start Text

# Alla Penkina (*1960): Violin concerto (1995)



## vlncto (Nov 26, 2012)

I am delighted to announce another publication of a neglected violin concerto from the 20th century: Russian composer *Alla Penkina* (*1960) composed her *"Concerto for violin and chamber orchestra op.17"* in 1995. I remained in manuscript, but now the typeset full score can be downloaded free of charge from my website:

*www.tobias-broeker.de*

Here is a biography of her:

Alla Penkina (Алла Валентиновна Пенкина) was born on 18 January 1960 in Pavlovo (Nizhny Novgorod Oblast in Russia). She began to play piano at the age of six, first privately under Maria Filipova, later at the music school under A. Khalkovskaya. In 1980 she graduated with a Bachelor's degree in musicology. From 1984 to 1989 Alla Penkina studied composition at the Turkmen National Conservatory in Ashgabat and completed the post-graduate course in composition in 1995 under professor Recep Allayarov, an disciple of Alfred Schnittke. She also attended masterclasses by the composers Boris Tishchenko and Theo Loevendie. In 2001 Alla Penkina received a fellowship for composers from the Russian Composers Union.
From 1989 to 1995 Alla Penkina lectured both at the music school as well as the Turkmen National Conservatory in Ashgabat, and she worked as a music editor for the Turkmenian Broadcasting Company. In 1996 she moved back to Nizhny Novgorod and lectured piano and composition at music schools. She was a jury member in the local composition competition "Young Composer" in Nizhny Novgorod. Alla Penkina also taught music theory, piano and composition at the Californian Music Center in Shenzhen (China). Since 2008 she lives permantly in Elche (Spain).


----------

end Text

## Task directions:
Can you copy the post about Penkina's violin concerto word for word, starting with "Alla Penkina (Алла" and going on through "Russian Composers Union."? The entries that follow have no connection to the post about Penkina's violin concerto.

start Material provided

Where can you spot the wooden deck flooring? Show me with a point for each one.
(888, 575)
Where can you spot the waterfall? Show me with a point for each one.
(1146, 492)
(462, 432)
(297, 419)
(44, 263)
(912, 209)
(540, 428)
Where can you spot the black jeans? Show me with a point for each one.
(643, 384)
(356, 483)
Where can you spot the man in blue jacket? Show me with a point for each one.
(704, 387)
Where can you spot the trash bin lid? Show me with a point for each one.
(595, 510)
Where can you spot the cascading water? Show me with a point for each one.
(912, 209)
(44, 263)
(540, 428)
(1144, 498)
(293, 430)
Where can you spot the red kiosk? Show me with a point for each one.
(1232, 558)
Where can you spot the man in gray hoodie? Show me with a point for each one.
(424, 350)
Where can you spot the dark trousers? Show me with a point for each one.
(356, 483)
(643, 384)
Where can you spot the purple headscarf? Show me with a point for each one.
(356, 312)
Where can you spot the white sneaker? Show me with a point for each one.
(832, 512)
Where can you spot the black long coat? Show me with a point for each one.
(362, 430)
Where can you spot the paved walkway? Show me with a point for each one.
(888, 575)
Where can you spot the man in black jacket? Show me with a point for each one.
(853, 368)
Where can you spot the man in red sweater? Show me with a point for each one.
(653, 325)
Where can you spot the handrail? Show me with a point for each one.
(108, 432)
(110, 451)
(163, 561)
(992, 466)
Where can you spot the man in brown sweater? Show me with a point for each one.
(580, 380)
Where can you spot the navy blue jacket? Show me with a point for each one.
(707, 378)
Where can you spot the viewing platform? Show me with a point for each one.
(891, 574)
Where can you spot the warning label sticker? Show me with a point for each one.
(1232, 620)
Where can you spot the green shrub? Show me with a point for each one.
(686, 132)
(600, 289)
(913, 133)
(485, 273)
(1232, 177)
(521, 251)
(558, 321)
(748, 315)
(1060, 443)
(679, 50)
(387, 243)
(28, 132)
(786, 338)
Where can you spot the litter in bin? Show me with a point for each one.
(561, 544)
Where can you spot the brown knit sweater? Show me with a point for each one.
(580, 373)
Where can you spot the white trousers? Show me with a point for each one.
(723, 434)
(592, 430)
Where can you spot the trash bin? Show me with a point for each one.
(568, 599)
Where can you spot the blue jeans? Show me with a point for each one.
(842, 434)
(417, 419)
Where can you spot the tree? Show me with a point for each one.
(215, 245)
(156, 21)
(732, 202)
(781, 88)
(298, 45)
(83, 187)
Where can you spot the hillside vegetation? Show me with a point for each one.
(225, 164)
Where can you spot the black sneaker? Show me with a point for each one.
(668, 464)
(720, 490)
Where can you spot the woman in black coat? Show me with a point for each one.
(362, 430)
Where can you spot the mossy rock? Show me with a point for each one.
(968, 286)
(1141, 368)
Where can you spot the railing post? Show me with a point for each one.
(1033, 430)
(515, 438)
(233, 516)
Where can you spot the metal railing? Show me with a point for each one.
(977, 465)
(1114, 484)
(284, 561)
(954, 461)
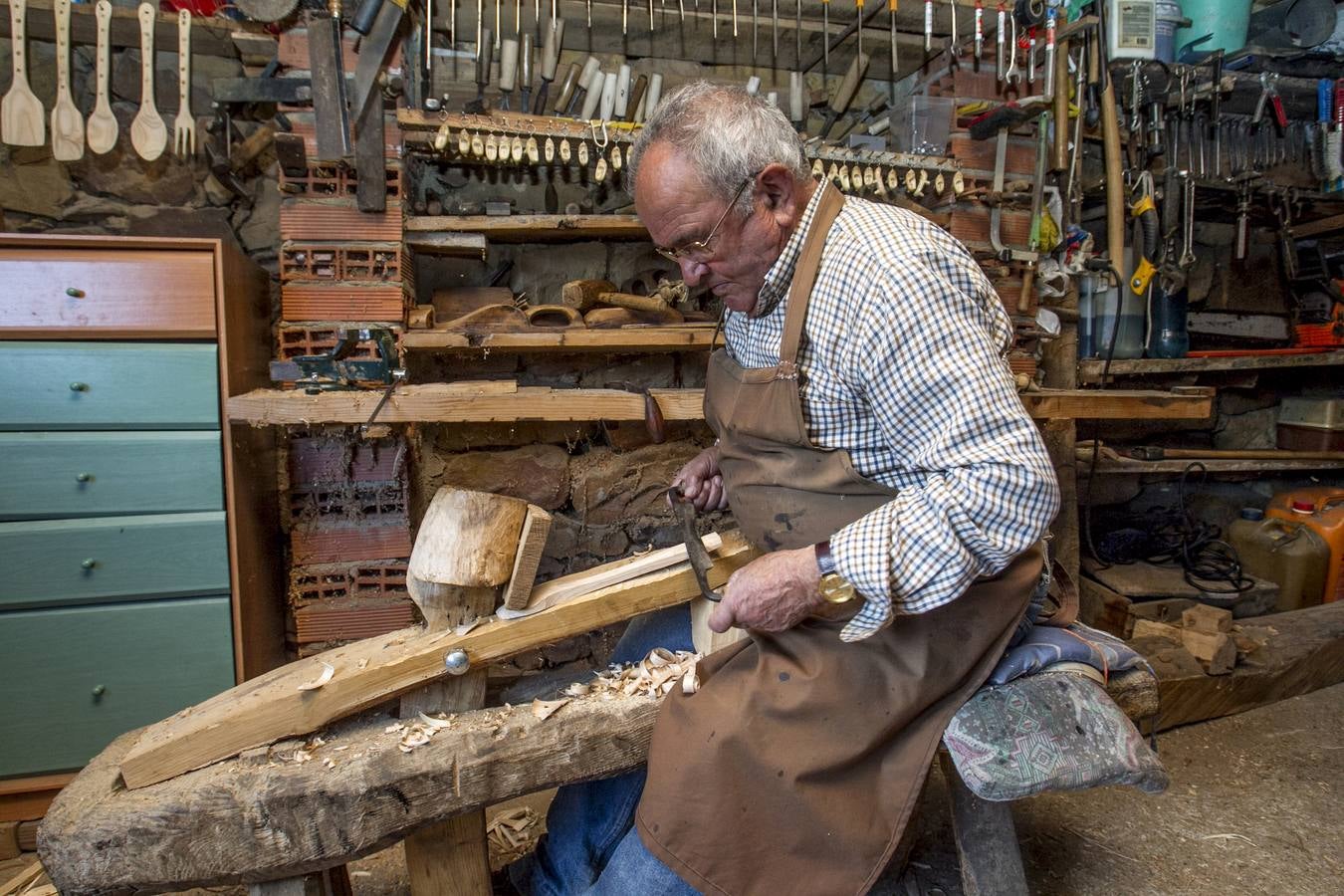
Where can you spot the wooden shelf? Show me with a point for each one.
(575, 338)
(529, 229)
(506, 400)
(1089, 371)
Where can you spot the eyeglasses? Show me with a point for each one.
(699, 251)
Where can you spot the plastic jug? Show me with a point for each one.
(1282, 551)
(1321, 510)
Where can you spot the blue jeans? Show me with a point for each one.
(590, 845)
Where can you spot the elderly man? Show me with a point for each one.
(872, 445)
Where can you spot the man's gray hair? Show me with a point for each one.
(726, 133)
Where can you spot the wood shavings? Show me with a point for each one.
(329, 670)
(655, 676)
(544, 710)
(511, 834)
(418, 734)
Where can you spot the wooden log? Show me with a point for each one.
(264, 815)
(1205, 618)
(1305, 653)
(367, 672)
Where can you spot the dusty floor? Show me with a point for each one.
(1254, 807)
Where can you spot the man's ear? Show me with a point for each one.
(780, 192)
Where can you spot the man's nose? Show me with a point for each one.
(692, 270)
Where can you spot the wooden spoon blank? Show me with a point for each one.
(148, 133)
(22, 119)
(103, 123)
(66, 121)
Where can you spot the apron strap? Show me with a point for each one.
(803, 277)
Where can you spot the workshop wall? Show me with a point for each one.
(119, 192)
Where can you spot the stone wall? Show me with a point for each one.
(119, 192)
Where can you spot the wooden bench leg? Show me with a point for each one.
(987, 841)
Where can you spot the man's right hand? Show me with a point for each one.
(702, 484)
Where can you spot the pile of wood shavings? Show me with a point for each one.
(511, 835)
(655, 676)
(417, 734)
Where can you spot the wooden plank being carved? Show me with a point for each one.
(368, 672)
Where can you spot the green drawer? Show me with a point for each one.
(108, 385)
(115, 558)
(77, 677)
(74, 474)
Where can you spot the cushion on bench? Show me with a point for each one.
(1048, 731)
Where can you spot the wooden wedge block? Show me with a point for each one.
(1206, 618)
(1149, 629)
(531, 542)
(1216, 650)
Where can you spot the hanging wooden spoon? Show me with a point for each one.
(66, 121)
(103, 123)
(148, 133)
(22, 119)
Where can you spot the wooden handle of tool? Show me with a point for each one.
(844, 93)
(1059, 157)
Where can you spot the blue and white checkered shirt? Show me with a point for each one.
(903, 365)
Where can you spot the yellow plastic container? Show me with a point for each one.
(1321, 510)
(1282, 551)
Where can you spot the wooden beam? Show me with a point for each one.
(368, 672)
(531, 229)
(1089, 371)
(1305, 653)
(622, 338)
(504, 400)
(266, 815)
(210, 37)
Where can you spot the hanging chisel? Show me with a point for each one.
(999, 43)
(375, 53)
(980, 31)
(891, 34)
(525, 72)
(331, 113)
(483, 73)
(844, 93)
(857, 22)
(508, 70)
(550, 58)
(825, 39)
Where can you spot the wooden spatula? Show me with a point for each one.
(22, 119)
(148, 133)
(103, 123)
(66, 121)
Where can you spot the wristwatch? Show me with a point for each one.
(835, 587)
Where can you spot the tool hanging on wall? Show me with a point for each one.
(66, 121)
(184, 125)
(148, 133)
(22, 118)
(103, 125)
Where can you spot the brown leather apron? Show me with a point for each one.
(795, 765)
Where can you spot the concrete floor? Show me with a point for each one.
(1255, 806)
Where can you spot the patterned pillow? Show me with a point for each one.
(1048, 731)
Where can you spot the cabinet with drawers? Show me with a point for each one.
(141, 567)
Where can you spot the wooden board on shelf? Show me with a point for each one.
(530, 229)
(504, 400)
(1089, 371)
(622, 338)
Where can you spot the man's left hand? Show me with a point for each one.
(773, 592)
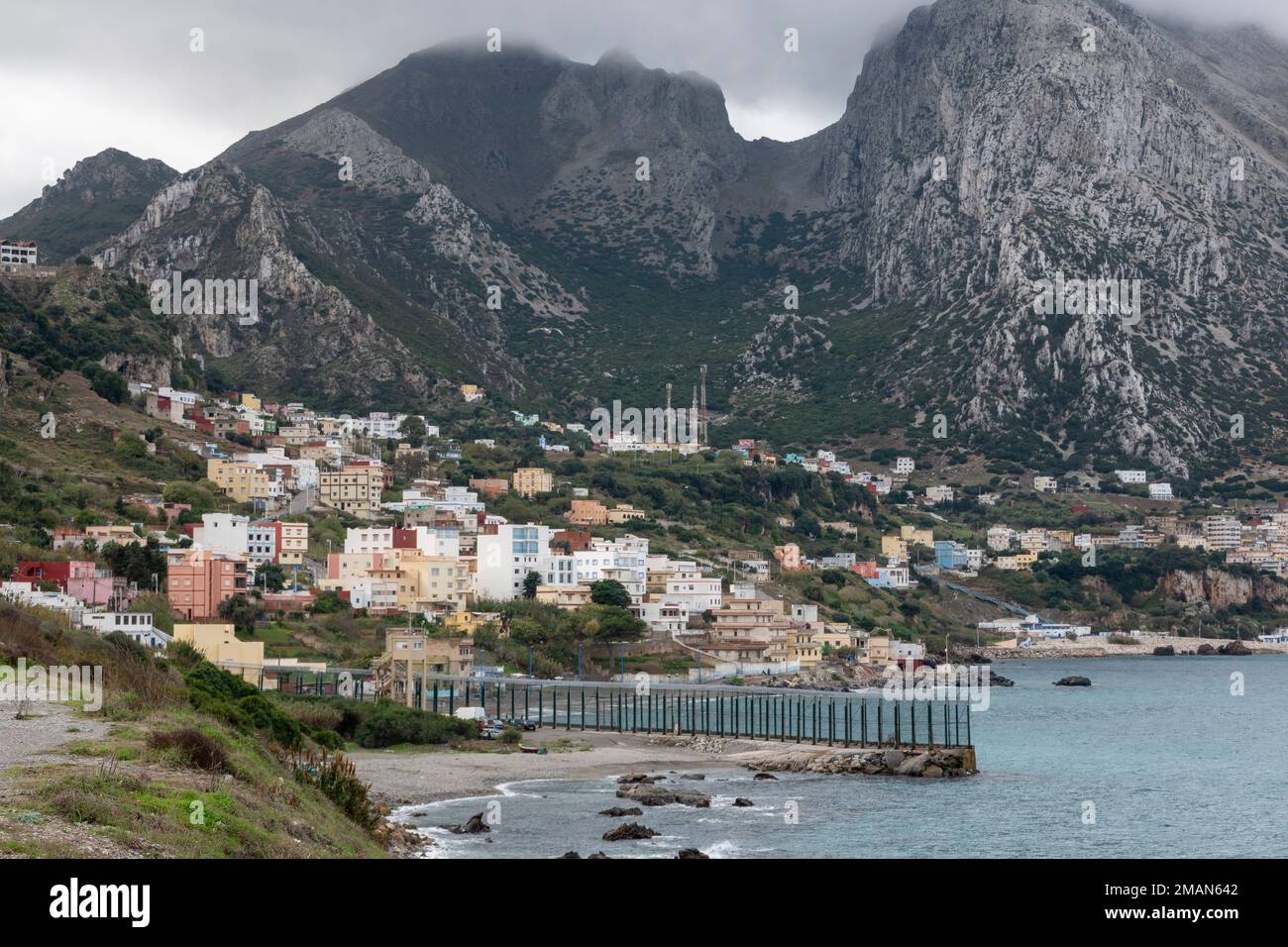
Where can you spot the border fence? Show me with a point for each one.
(748, 712)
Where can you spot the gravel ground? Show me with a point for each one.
(44, 729)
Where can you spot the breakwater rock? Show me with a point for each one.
(934, 763)
(651, 793)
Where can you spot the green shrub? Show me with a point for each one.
(329, 738)
(192, 749)
(394, 724)
(338, 779)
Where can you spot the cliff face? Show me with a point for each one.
(1222, 589)
(91, 201)
(1122, 161)
(500, 226)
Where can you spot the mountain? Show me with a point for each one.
(98, 197)
(490, 217)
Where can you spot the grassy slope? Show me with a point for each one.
(116, 795)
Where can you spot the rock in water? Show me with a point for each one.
(630, 831)
(648, 793)
(473, 826)
(1073, 681)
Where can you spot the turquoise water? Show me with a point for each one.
(1172, 763)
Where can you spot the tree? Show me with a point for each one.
(413, 431)
(618, 625)
(529, 585)
(241, 612)
(609, 591)
(270, 577)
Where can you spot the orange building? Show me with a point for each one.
(201, 579)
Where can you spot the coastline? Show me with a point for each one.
(433, 775)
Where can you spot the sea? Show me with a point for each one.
(1160, 757)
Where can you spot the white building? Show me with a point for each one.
(938, 495)
(1001, 538)
(17, 253)
(223, 532)
(136, 625)
(507, 556)
(665, 615)
(1222, 532)
(262, 541)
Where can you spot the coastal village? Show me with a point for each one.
(419, 548)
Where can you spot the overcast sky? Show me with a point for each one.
(85, 75)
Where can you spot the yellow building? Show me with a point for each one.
(1018, 562)
(529, 480)
(567, 596)
(433, 582)
(355, 489)
(465, 622)
(218, 643)
(623, 513)
(835, 639)
(240, 480)
(411, 655)
(292, 544)
(120, 535)
(802, 647)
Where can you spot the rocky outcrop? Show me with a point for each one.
(630, 831)
(651, 793)
(1073, 681)
(475, 825)
(936, 763)
(1220, 589)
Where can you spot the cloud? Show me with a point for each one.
(121, 73)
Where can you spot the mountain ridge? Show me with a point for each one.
(983, 149)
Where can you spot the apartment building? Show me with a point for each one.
(411, 657)
(243, 480)
(489, 486)
(223, 532)
(588, 513)
(224, 650)
(529, 480)
(291, 541)
(505, 558)
(1222, 532)
(198, 579)
(355, 488)
(751, 621)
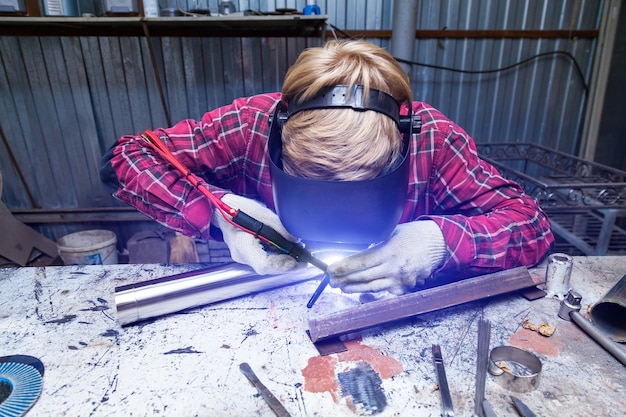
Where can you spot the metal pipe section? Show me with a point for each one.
(157, 297)
(403, 31)
(609, 314)
(613, 348)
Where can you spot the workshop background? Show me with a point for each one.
(542, 72)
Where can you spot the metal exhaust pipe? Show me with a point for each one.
(161, 296)
(609, 314)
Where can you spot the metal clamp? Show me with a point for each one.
(522, 371)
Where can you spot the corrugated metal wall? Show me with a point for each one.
(64, 100)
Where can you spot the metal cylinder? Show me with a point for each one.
(609, 314)
(157, 297)
(558, 273)
(613, 348)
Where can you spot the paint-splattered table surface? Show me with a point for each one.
(187, 364)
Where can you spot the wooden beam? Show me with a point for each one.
(384, 311)
(79, 215)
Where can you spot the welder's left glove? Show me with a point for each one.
(412, 253)
(248, 249)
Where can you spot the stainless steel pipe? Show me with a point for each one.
(160, 296)
(609, 314)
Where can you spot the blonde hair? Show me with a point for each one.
(342, 144)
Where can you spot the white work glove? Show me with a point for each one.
(247, 249)
(412, 253)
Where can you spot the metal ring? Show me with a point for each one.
(522, 371)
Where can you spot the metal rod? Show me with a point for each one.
(157, 297)
(447, 409)
(484, 334)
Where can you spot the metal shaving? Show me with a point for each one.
(543, 329)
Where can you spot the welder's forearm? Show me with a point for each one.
(495, 241)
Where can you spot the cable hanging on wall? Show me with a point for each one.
(565, 54)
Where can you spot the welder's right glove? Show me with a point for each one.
(413, 252)
(247, 249)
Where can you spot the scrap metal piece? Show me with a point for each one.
(267, 395)
(384, 311)
(329, 346)
(482, 362)
(446, 400)
(522, 408)
(488, 409)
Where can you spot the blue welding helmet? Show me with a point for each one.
(356, 213)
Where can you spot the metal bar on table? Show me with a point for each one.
(447, 410)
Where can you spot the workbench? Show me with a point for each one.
(187, 363)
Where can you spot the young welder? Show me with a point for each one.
(342, 157)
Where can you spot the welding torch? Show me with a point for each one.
(240, 219)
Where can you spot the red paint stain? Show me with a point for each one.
(530, 340)
(386, 366)
(319, 374)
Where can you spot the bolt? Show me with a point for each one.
(570, 303)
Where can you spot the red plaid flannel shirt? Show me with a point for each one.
(487, 221)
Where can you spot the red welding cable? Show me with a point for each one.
(157, 144)
(227, 212)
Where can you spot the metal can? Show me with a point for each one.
(558, 273)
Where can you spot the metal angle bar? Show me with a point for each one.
(447, 410)
(385, 311)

end Material provided

## Finished exercise:
Alla Penkina (Алла Валентиновна Пенкина) was born on 18 January 1960 in Pavlovo (Nizhny Novgorod Oblast in Russia). She began to play piano at the age of six, first privately under Maria Filipova, later at the music school under A. Khalkovskaya. In 1980 she graduated with a Bachelor's degree in musicology. From 1984 to 1989 Alla Penkina studied composition at the Turkmen National Conservatory in Ashgabat and completed the post-graduate course in composition in 1995 under professor Recep Allayarov, an disciple of Alfred Schnittke. She also attended masterclasses by the composers Boris Tishchenko and Theo Loevendie. In 2001 Alla Penkina received a fellowship for composers from the Russian Composers Union.